Task details: Reproduce verbatim the lines starting with the line that contains "stone castle ruin" and continuing through the line that contains "top-left (202, 88), bottom-right (212, 99)", leaving out the picture.

Given data:
--------------------

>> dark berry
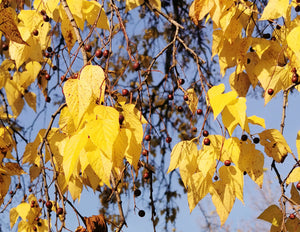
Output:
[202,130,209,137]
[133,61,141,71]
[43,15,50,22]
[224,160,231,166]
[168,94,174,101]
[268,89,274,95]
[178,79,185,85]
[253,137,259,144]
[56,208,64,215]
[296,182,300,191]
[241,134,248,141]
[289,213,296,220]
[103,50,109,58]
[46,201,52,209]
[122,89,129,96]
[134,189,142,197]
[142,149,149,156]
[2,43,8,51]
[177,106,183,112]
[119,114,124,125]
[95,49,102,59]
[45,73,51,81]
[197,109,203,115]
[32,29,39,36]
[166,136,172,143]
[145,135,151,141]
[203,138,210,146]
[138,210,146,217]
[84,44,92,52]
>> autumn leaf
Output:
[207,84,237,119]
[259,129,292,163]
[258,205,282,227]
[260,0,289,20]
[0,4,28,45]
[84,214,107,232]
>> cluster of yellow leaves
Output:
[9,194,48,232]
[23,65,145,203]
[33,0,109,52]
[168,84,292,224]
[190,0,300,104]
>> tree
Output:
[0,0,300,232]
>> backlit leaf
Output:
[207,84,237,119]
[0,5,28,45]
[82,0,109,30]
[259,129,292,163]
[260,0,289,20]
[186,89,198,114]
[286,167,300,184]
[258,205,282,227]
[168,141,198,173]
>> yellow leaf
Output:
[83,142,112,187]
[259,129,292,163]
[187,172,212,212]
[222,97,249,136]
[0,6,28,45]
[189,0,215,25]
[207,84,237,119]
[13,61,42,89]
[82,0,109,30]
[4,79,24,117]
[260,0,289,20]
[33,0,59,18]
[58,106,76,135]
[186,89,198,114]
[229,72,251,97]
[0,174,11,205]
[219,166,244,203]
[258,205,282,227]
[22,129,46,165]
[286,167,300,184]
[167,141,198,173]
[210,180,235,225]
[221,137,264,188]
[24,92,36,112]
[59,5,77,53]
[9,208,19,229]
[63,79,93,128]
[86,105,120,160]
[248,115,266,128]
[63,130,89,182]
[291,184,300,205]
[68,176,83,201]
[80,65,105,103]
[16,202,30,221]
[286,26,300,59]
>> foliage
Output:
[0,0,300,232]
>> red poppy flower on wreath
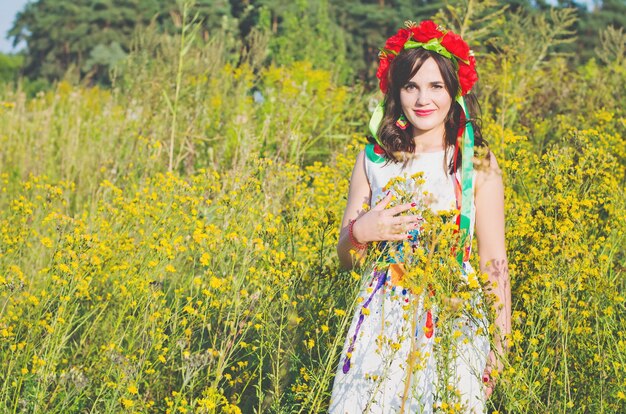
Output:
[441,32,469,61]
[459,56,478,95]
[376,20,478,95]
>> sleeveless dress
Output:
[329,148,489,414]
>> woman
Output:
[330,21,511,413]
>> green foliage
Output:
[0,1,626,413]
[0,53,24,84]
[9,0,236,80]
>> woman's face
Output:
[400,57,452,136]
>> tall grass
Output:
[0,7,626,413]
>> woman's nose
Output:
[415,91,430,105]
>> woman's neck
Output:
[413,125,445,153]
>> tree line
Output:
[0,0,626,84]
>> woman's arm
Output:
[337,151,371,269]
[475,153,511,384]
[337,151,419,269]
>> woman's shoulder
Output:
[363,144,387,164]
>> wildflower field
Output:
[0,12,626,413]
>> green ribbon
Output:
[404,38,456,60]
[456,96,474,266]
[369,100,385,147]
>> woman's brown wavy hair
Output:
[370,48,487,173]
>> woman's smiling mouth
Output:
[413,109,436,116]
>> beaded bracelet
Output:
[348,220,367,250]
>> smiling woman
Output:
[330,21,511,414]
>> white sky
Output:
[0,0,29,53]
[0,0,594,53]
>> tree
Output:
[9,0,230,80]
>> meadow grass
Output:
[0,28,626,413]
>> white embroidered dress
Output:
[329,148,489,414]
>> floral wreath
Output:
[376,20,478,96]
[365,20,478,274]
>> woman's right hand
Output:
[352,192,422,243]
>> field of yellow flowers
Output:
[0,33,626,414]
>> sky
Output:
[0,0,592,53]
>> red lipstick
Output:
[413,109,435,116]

--------------------

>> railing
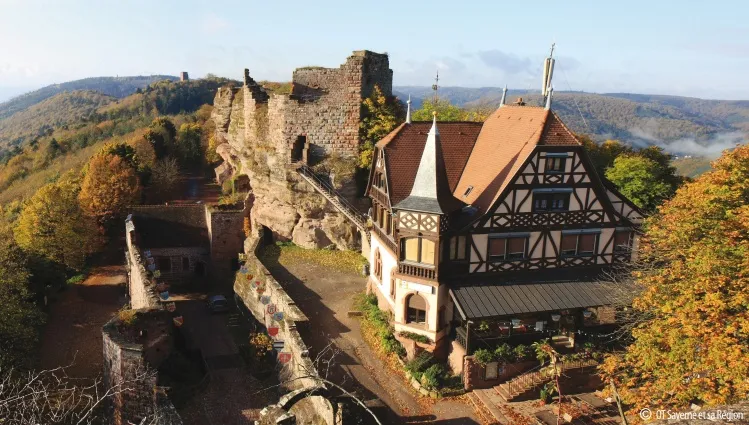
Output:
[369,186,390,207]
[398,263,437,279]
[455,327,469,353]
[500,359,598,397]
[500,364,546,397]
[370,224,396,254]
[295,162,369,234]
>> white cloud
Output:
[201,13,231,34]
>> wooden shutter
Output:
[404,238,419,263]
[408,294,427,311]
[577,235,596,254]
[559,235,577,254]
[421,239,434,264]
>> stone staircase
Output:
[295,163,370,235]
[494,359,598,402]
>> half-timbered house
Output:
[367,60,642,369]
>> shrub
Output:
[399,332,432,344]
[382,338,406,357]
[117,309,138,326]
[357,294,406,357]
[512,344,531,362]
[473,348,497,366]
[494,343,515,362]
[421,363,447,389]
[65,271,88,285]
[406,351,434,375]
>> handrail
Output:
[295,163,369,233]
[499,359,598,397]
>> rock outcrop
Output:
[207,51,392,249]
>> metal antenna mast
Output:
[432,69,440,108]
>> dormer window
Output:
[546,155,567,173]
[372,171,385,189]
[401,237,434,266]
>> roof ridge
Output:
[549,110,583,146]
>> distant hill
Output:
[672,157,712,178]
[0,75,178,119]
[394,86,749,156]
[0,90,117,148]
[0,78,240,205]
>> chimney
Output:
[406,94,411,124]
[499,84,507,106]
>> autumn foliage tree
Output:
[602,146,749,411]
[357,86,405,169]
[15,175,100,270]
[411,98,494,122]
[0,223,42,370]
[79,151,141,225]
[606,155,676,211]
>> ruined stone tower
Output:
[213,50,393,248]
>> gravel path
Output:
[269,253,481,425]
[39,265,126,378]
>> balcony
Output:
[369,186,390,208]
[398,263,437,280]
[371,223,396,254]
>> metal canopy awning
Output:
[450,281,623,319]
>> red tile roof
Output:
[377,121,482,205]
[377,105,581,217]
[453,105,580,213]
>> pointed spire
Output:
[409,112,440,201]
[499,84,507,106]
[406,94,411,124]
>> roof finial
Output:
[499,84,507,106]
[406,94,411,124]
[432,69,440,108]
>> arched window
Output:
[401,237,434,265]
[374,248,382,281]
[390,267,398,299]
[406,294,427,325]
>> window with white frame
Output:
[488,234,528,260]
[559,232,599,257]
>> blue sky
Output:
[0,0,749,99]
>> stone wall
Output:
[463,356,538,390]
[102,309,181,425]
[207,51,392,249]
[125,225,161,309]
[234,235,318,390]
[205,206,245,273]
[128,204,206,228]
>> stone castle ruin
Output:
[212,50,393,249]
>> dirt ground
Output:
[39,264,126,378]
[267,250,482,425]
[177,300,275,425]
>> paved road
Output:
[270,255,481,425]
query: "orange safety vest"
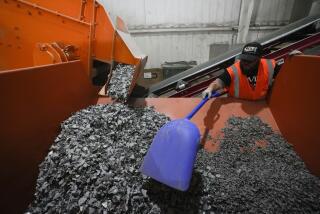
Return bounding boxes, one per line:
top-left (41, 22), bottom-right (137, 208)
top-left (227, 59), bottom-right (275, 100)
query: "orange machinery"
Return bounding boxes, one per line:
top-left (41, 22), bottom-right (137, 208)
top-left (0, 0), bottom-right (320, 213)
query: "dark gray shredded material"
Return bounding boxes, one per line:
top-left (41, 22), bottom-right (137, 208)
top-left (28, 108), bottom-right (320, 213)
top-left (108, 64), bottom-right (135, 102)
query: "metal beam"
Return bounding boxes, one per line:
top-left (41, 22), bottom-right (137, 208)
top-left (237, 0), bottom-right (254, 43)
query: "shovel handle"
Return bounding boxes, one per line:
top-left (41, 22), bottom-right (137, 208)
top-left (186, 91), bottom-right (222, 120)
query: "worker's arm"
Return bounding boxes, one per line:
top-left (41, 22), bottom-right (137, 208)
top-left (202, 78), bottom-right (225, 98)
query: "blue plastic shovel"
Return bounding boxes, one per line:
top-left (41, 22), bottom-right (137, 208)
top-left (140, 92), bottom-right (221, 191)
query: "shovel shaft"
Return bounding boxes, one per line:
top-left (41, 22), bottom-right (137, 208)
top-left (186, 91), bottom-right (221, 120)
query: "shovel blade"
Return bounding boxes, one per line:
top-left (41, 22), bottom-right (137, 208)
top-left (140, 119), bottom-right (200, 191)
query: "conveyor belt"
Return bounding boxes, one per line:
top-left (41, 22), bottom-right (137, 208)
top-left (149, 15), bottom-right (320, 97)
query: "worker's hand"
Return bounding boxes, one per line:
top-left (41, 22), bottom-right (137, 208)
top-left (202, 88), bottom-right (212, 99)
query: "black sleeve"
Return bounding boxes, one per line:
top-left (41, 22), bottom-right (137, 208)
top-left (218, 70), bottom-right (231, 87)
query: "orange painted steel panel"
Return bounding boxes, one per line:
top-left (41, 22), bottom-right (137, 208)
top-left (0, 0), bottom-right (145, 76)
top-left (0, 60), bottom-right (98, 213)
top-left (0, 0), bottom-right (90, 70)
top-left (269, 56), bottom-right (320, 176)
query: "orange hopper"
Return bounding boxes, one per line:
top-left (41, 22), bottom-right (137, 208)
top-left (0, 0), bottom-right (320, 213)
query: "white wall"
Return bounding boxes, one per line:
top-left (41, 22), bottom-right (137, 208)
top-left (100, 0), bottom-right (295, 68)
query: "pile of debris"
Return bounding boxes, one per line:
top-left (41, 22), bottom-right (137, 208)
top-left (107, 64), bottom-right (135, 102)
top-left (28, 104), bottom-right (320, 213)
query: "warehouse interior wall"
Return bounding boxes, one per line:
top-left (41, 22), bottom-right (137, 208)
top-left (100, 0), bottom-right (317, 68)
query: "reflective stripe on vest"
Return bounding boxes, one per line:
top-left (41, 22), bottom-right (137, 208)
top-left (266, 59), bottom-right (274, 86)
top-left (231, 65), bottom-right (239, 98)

--------------------

Result for this exercise:
>> stone castle ruin
Output:
[212,50,393,249]
>> dirt ground
Output:
[39,264,126,378]
[267,250,482,425]
[177,300,275,425]
>> paved road
Output:
[270,255,481,425]
query: "orange safety vest"
Return bounding boxes, one per line:
top-left (41, 22), bottom-right (137, 208)
top-left (227, 59), bottom-right (275, 100)
query: "orange machinery"
Return bounding boxes, one per line:
top-left (41, 22), bottom-right (137, 208)
top-left (0, 0), bottom-right (320, 213)
query: "dark gray shredded material"
Return bounding boxes, one per line:
top-left (41, 22), bottom-right (137, 208)
top-left (28, 108), bottom-right (320, 213)
top-left (108, 64), bottom-right (135, 102)
query: "metal beam"
Return bounding boxes, one per line:
top-left (41, 22), bottom-right (137, 208)
top-left (237, 0), bottom-right (254, 43)
query: "shovel handle"
Return bounding boxes, one per line:
top-left (41, 22), bottom-right (137, 208)
top-left (186, 91), bottom-right (222, 120)
query: "worker's arm"
Return bounding boxes, one per line:
top-left (41, 22), bottom-right (137, 208)
top-left (202, 78), bottom-right (225, 98)
query: "blue plastic shovel"
Return bounding boxes, one per line:
top-left (41, 22), bottom-right (137, 208)
top-left (140, 92), bottom-right (221, 191)
query: "shovel shaft"
Return bounding boxes, one per line:
top-left (41, 22), bottom-right (137, 208)
top-left (186, 91), bottom-right (221, 120)
query: "shovel blade"
Return bounding boxes, one per line:
top-left (41, 22), bottom-right (137, 208)
top-left (140, 119), bottom-right (200, 191)
query: "conveyor belt"
Return bounding boxes, one per line:
top-left (41, 22), bottom-right (137, 208)
top-left (149, 15), bottom-right (320, 97)
query: "worker's hand"
Return bounding boxes, one per line:
top-left (41, 22), bottom-right (137, 208)
top-left (202, 88), bottom-right (212, 99)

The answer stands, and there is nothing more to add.